◆ **GOAL**
Everything from the line that holds "Reviewer note: check that each instance of the measuring" through the end of the data below should be output exactly, both ends included.

◆ **EXERCISE MATERIALS**
-- start --
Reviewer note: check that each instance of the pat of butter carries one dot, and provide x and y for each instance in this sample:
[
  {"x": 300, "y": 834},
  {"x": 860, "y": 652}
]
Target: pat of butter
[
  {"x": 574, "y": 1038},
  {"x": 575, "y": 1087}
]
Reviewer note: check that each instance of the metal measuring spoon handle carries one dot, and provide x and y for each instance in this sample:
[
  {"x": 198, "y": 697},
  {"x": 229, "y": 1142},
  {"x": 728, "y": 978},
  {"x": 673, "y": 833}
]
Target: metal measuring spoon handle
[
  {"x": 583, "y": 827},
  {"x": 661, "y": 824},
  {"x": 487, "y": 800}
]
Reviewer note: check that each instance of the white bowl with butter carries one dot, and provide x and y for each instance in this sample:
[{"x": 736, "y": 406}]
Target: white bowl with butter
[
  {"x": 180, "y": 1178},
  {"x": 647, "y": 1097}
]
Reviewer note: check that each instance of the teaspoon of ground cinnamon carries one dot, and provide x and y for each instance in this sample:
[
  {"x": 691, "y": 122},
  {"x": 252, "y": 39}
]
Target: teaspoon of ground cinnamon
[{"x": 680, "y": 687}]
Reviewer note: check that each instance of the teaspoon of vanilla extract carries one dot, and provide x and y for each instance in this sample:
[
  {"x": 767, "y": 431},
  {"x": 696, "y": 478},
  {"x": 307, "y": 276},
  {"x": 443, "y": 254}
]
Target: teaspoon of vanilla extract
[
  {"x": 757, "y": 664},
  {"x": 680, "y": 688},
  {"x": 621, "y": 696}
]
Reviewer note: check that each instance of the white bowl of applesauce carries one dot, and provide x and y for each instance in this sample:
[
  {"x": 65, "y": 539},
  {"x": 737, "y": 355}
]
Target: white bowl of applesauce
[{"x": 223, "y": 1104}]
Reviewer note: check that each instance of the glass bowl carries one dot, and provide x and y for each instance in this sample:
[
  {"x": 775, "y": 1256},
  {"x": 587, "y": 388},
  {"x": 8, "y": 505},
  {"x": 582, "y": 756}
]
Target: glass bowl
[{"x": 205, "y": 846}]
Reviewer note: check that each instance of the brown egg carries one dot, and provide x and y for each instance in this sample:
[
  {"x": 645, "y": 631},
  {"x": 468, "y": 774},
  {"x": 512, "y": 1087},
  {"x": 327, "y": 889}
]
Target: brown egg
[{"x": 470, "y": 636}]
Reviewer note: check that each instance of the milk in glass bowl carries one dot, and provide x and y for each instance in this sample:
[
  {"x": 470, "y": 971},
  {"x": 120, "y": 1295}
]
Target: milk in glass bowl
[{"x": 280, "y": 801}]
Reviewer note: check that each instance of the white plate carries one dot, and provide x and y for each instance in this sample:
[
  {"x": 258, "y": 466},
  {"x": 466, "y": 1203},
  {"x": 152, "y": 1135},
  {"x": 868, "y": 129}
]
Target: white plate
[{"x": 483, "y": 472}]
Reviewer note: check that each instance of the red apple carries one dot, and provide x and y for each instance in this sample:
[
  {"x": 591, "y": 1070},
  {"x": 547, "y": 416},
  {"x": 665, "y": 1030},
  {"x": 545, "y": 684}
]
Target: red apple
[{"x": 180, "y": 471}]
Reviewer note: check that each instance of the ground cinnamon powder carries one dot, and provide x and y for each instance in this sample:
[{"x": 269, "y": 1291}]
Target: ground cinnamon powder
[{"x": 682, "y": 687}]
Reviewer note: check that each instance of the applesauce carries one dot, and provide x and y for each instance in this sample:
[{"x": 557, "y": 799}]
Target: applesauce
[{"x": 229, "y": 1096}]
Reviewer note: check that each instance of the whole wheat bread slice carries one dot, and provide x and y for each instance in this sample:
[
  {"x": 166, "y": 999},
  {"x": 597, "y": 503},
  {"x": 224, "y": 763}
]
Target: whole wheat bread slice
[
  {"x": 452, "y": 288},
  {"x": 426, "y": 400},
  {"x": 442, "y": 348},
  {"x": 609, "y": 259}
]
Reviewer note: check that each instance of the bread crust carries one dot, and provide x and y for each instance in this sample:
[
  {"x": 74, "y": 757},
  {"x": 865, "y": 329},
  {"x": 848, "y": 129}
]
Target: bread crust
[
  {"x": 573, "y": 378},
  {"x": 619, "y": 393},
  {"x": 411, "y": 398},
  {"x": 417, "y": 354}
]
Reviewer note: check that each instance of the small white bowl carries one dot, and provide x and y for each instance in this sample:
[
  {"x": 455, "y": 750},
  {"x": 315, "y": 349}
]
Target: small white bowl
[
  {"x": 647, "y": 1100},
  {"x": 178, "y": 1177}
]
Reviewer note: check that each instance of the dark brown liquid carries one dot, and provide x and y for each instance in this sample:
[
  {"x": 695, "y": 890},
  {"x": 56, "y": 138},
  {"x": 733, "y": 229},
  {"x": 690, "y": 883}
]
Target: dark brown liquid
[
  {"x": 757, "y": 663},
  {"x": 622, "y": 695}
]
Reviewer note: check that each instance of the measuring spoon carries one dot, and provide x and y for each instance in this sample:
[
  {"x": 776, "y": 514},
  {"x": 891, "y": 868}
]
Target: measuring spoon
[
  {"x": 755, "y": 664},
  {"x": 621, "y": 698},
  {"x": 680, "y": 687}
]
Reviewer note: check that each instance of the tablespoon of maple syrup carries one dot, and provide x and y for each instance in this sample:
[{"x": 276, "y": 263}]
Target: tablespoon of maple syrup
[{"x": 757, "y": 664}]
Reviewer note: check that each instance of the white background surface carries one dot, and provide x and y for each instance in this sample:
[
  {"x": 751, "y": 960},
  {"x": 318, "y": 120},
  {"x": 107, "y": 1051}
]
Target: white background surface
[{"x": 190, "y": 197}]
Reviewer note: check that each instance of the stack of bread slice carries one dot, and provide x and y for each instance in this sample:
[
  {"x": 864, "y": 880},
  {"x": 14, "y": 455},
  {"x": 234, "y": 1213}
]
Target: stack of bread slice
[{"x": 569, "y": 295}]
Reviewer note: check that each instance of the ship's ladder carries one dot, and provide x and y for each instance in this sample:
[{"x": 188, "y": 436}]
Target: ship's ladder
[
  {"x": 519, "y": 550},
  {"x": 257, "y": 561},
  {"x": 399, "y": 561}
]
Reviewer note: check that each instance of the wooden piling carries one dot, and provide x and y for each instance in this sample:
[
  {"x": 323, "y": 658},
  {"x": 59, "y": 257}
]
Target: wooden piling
-- end --
◆ **FULL RESPONSE**
Reviewer note: check that each instance of the measuring spoon carries one dot, and provide x and y for each instance in this sample:
[
  {"x": 776, "y": 514},
  {"x": 891, "y": 868}
]
Target: measuring spoon
[
  {"x": 755, "y": 664},
  {"x": 621, "y": 698},
  {"x": 680, "y": 687}
]
Reviewer note: check that each instance of the tablespoon of maple syrup carries one dot, and provide x and y for each instance in this sample:
[{"x": 276, "y": 263}]
Target: tablespoon of maple syrup
[{"x": 757, "y": 664}]
Reviewer note: check that each instance of the white background surface carries one dot, and provide x and y for each instance in this sample:
[
  {"x": 751, "y": 960},
  {"x": 318, "y": 120},
  {"x": 107, "y": 1051}
]
Target: white background surface
[{"x": 190, "y": 197}]
Reviewer note: check that each instance of the stack of bread slice carries one dot, and provide x and y for each instance in this sample:
[
  {"x": 864, "y": 880},
  {"x": 14, "y": 455},
  {"x": 234, "y": 1213}
]
Target: stack of bread slice
[{"x": 569, "y": 295}]
Reviewer note: check that each instance of the ship's ladder carries one dot, and provide x and y for each instance in this sample:
[{"x": 188, "y": 436}]
Target: ship's ladder
[
  {"x": 519, "y": 550},
  {"x": 257, "y": 561},
  {"x": 399, "y": 561}
]
Reviewer note: check that each instance of the wooden piling carries one dot, and provide x and y for each instance in this sample:
[
  {"x": 323, "y": 658},
  {"x": 59, "y": 257}
]
Target: wooden piling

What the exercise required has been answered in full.